TASK DIRECTIONS:
Reproduce all of the rows below, substituting "indented" for every occurrence of "pretty-printed" and keeping everything else the same. Omit the pictures from your answer.

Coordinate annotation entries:

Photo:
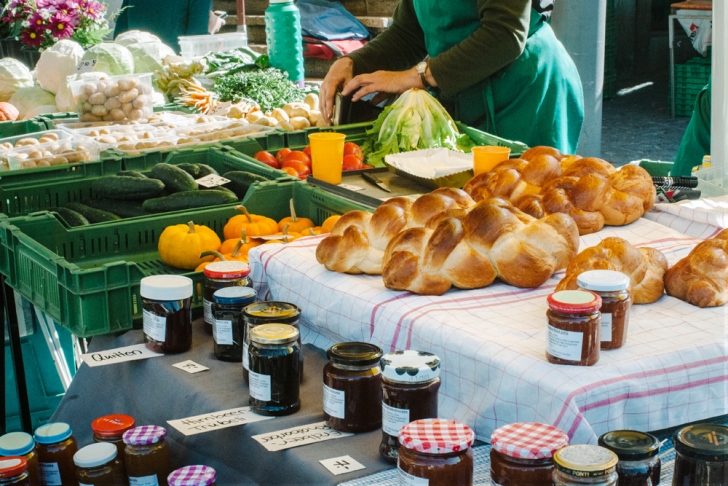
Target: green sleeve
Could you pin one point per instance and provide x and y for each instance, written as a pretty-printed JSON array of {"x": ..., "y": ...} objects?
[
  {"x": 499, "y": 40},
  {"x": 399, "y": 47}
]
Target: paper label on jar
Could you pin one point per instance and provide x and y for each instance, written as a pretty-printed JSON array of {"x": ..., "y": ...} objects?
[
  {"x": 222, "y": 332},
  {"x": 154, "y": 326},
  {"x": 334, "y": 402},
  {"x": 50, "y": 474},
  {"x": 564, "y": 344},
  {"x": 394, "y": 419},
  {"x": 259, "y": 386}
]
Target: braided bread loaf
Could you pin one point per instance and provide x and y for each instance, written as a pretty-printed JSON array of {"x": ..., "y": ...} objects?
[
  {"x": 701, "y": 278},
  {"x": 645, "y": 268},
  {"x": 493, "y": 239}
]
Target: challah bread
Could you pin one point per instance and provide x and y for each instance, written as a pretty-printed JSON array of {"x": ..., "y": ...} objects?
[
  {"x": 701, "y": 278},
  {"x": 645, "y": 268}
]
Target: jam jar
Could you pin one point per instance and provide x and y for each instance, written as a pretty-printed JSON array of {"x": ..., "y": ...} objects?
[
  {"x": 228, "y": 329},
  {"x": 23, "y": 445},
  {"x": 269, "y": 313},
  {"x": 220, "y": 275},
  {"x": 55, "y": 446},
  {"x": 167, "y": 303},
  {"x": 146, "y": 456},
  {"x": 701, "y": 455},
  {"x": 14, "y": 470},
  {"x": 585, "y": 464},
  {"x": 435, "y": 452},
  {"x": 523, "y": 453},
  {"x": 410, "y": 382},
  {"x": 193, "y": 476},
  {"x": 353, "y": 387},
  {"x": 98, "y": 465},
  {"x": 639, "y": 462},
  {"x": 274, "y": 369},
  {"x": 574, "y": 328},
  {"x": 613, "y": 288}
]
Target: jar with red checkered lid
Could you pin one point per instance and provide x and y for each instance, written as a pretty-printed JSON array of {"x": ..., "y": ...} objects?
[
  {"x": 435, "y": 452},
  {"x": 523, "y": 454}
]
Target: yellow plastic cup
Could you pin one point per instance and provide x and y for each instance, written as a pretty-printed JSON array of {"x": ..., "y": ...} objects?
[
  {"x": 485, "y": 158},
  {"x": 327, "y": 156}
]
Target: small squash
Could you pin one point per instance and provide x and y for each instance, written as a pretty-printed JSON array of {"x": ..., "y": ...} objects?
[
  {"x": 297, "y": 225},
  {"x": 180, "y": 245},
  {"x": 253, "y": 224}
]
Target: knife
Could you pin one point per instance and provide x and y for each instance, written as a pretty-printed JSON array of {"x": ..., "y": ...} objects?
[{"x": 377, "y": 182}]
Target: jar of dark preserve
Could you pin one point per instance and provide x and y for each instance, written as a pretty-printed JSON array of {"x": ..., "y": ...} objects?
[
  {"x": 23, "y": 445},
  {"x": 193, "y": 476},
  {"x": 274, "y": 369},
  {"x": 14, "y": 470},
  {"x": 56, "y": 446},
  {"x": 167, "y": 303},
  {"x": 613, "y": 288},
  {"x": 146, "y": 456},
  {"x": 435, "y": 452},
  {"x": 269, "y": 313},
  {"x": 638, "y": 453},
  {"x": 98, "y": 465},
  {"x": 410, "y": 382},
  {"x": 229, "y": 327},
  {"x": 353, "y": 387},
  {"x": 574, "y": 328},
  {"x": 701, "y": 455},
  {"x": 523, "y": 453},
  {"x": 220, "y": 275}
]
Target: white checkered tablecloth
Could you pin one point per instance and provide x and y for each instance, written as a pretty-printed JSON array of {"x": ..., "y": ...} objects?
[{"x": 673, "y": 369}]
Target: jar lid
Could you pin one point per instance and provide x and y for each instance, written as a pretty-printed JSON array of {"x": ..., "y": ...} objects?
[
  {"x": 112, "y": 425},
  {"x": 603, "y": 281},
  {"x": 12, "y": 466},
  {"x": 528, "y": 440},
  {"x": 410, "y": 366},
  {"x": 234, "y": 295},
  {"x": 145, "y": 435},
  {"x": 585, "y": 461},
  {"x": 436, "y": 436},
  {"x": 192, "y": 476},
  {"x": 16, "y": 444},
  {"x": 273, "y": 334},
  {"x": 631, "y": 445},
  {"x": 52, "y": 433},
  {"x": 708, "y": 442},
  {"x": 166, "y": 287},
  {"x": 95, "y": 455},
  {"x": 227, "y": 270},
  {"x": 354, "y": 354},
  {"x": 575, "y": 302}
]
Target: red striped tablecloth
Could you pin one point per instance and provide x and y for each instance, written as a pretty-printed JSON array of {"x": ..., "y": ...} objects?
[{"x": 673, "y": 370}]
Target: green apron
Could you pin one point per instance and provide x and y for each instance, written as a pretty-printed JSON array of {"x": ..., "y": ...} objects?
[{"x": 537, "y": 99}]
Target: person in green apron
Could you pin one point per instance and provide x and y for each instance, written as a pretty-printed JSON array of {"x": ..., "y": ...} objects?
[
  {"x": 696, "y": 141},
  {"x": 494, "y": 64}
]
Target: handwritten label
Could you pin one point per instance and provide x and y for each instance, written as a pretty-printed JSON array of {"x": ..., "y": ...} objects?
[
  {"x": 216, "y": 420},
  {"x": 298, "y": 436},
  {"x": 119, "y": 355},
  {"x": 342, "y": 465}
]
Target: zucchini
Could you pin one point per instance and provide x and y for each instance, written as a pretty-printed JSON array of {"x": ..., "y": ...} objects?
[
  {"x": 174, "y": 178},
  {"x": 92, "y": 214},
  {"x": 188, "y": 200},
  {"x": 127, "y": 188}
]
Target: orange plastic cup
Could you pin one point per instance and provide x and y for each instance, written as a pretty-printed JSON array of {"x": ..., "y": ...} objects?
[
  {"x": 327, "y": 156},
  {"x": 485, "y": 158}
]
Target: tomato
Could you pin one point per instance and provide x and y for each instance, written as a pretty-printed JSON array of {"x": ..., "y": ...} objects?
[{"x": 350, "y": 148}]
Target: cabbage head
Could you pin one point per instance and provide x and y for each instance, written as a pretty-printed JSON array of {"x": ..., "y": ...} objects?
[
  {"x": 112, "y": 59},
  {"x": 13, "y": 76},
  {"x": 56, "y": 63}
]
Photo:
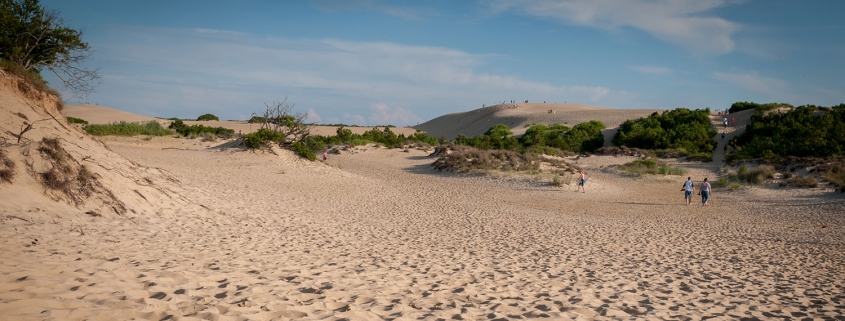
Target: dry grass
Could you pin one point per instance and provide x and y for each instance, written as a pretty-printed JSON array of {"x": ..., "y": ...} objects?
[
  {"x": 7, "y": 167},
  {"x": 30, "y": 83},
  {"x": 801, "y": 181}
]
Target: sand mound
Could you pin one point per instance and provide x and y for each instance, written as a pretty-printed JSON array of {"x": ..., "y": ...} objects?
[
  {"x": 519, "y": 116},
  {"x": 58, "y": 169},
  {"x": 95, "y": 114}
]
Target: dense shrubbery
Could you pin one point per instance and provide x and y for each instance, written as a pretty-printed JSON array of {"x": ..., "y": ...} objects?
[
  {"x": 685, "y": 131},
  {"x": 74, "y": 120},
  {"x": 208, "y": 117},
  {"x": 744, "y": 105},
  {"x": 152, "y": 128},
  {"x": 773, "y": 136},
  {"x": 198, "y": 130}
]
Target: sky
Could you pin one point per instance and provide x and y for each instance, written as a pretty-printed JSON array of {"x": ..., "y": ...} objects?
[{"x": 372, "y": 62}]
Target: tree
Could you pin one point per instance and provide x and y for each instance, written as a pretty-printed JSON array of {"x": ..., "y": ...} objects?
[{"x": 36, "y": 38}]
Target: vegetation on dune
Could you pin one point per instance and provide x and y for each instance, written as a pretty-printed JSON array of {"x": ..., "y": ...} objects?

WRITTEN REPLY:
Photo:
Target: green sleeve
Could you pin one point per instance and provide x and y for each instance, written as a indented JSON array of {"x": ..., "y": ...} objects?
[
  {"x": 499, "y": 40},
  {"x": 399, "y": 47}
]
Target: paper label on jar
Could you pin one point per instance and provide x and y for each instance, written as a indented JSON array of {"x": ..., "y": ...} objects?
[
  {"x": 222, "y": 332},
  {"x": 154, "y": 326},
  {"x": 334, "y": 402},
  {"x": 50, "y": 474},
  {"x": 564, "y": 344},
  {"x": 394, "y": 419},
  {"x": 259, "y": 386}
]
Target: braided bread loaf
Could you pin one point per instance and provide x and y for each instance, written as a indented JSON array of {"x": ..., "y": ...} objects?
[
  {"x": 701, "y": 278},
  {"x": 645, "y": 268},
  {"x": 493, "y": 239}
]
Target: challah bread
Could you pin one point per instance and provide x and y for each instance, written as a indented JSON array of {"x": ..., "y": ...} objects?
[
  {"x": 701, "y": 278},
  {"x": 645, "y": 268}
]
Target: jam jar
Could you pin one point per instance and provide x and y for each instance, written as a indented JSON array of {"x": ..., "y": ...} objects?
[
  {"x": 228, "y": 329},
  {"x": 23, "y": 445},
  {"x": 269, "y": 313},
  {"x": 220, "y": 275},
  {"x": 55, "y": 446},
  {"x": 167, "y": 303},
  {"x": 146, "y": 456},
  {"x": 701, "y": 455},
  {"x": 14, "y": 470},
  {"x": 585, "y": 464},
  {"x": 435, "y": 452},
  {"x": 523, "y": 453},
  {"x": 410, "y": 382},
  {"x": 193, "y": 476},
  {"x": 353, "y": 387},
  {"x": 98, "y": 465},
  {"x": 639, "y": 462},
  {"x": 274, "y": 369},
  {"x": 574, "y": 328},
  {"x": 613, "y": 288}
]
Target: jar with red checkered lid
Could you pin one point per instance and provide x and y for each instance, written as a indented JSON array of {"x": ..., "y": ...} objects?
[
  {"x": 435, "y": 452},
  {"x": 523, "y": 454}
]
Target: yellow plastic cup
Could you pin one point per instance and provide x and y for each instance, written as a indented JSON array of {"x": ..., "y": ...} objects?
[
  {"x": 485, "y": 158},
  {"x": 327, "y": 156}
]
Target: small squash
Could you pin one point per instance and provide x and y for each instance, written as a indented JSON array of {"x": ..., "y": ...} objects?
[
  {"x": 297, "y": 225},
  {"x": 180, "y": 245},
  {"x": 253, "y": 224}
]
Target: knife
Could you pin one point per instance and provide x and y for each instance, written as a indented JSON array of {"x": ..., "y": ...} objects?
[{"x": 377, "y": 182}]
Target: jar of dark preserve
Could you pin one point per instance and provide x and y for each instance, written as a indented JSON array of {"x": ..., "y": ...} objects?
[
  {"x": 23, "y": 445},
  {"x": 193, "y": 476},
  {"x": 274, "y": 369},
  {"x": 14, "y": 470},
  {"x": 56, "y": 446},
  {"x": 167, "y": 303},
  {"x": 613, "y": 288},
  {"x": 146, "y": 456},
  {"x": 435, "y": 452},
  {"x": 269, "y": 313},
  {"x": 638, "y": 453},
  {"x": 98, "y": 465},
  {"x": 410, "y": 382},
  {"x": 229, "y": 327},
  {"x": 353, "y": 387},
  {"x": 574, "y": 328},
  {"x": 701, "y": 455},
  {"x": 523, "y": 453},
  {"x": 220, "y": 275}
]
Target: white checkered tablecloth
Could you pin one point per instance and provide x and y for each instance, written as a indented JSON array of {"x": ..., "y": ...} objects?
[{"x": 673, "y": 369}]
Target: jar lid
Could you pin one point per instance and provide x and y for each instance, written as a indented JSON array of {"x": ..., "y": ...} objects?
[
  {"x": 112, "y": 425},
  {"x": 603, "y": 281},
  {"x": 12, "y": 466},
  {"x": 528, "y": 440},
  {"x": 410, "y": 366},
  {"x": 234, "y": 295},
  {"x": 145, "y": 435},
  {"x": 585, "y": 461},
  {"x": 436, "y": 436},
  {"x": 192, "y": 476},
  {"x": 16, "y": 444},
  {"x": 273, "y": 334},
  {"x": 631, "y": 445},
  {"x": 52, "y": 433},
  {"x": 708, "y": 442},
  {"x": 166, "y": 287},
  {"x": 95, "y": 455},
  {"x": 227, "y": 270},
  {"x": 354, "y": 354},
  {"x": 575, "y": 302}
]
Target: red striped tablecloth
Could you pin one point per instance and provide x and y for each instance, written as a indented JSON array of {"x": ..., "y": ...} objects?
[{"x": 673, "y": 370}]
Target: green apron
Could you pin one point per instance and provide x and y for each instance, written as a indented JSON array of {"x": ..., "y": ...} objects?
[{"x": 537, "y": 99}]
Target: person in green apron
Could you pin one point per instance and provide x and y for each instance, written as a indented JSON array of {"x": ..., "y": ...} objects?
[
  {"x": 696, "y": 141},
  {"x": 494, "y": 64}
]
Target: handwritten label
Could you pin one point per instance and provide x and y for each instance, written as a indented JSON array of {"x": ..., "y": ...} objects?
[
  {"x": 216, "y": 420},
  {"x": 298, "y": 436},
  {"x": 119, "y": 355},
  {"x": 342, "y": 465}
]
Target: zucchini
Could you pin one point per instance and provide x and y for each instance, written as a indented JSON array of {"x": ..., "y": ...} objects?
[
  {"x": 174, "y": 178},
  {"x": 92, "y": 214},
  {"x": 188, "y": 200},
  {"x": 127, "y": 188}
]
Target: orange plastic cup
Could you pin one point per instance and provide x and y for each instance, written as a indented JSON array of {"x": ..., "y": ...} objects?
[
  {"x": 327, "y": 156},
  {"x": 485, "y": 158}
]
Target: tomato
Could you pin one point per instance and provide x and y for each instance, written as a indented JSON array of {"x": ..., "y": ...} objects?
[{"x": 350, "y": 148}]
Target: cabbage head
Could you pin one point per instance and provide x and y for each instance, written as a indented JSON array of {"x": ..., "y": ...} objects?
[
  {"x": 112, "y": 59},
  {"x": 13, "y": 76},
  {"x": 56, "y": 63}
]
Photo:
Target: dry grass
Could you pin one point per instance and provide x and y for each instance, written as a indented JSON array of {"x": ..., "y": ...} objects?
[
  {"x": 7, "y": 167},
  {"x": 30, "y": 83},
  {"x": 801, "y": 181}
]
Target: sand mound
Could you pin one point per instance and provide x and y for each instance, written as a indented JSON array of {"x": ..., "y": ...} objects?
[
  {"x": 519, "y": 116},
  {"x": 58, "y": 169},
  {"x": 95, "y": 114}
]
Target: dense shrubbery
Could you pin one point per instance and provide x and y for each instance, written as a indented JSON array of {"x": ..., "y": ...} objects?
[
  {"x": 685, "y": 131},
  {"x": 74, "y": 120},
  {"x": 208, "y": 117},
  {"x": 744, "y": 105},
  {"x": 152, "y": 128},
  {"x": 773, "y": 136},
  {"x": 198, "y": 130}
]
Target: sky
Could you pin one point per instance and provide x and y for each instance, written as a indented JSON array of {"x": ..., "y": ...} objects?
[{"x": 372, "y": 62}]
Target: tree
Could you pin one point per instance and provide x and y for each instance, written as a indented JSON array of {"x": ..., "y": ...} objects?
[{"x": 36, "y": 38}]
Target: vegetation on dune
Could you pin one point per instance and provide x and y for each instance, written as a indented JSON array of {"x": ..., "y": ...} objects?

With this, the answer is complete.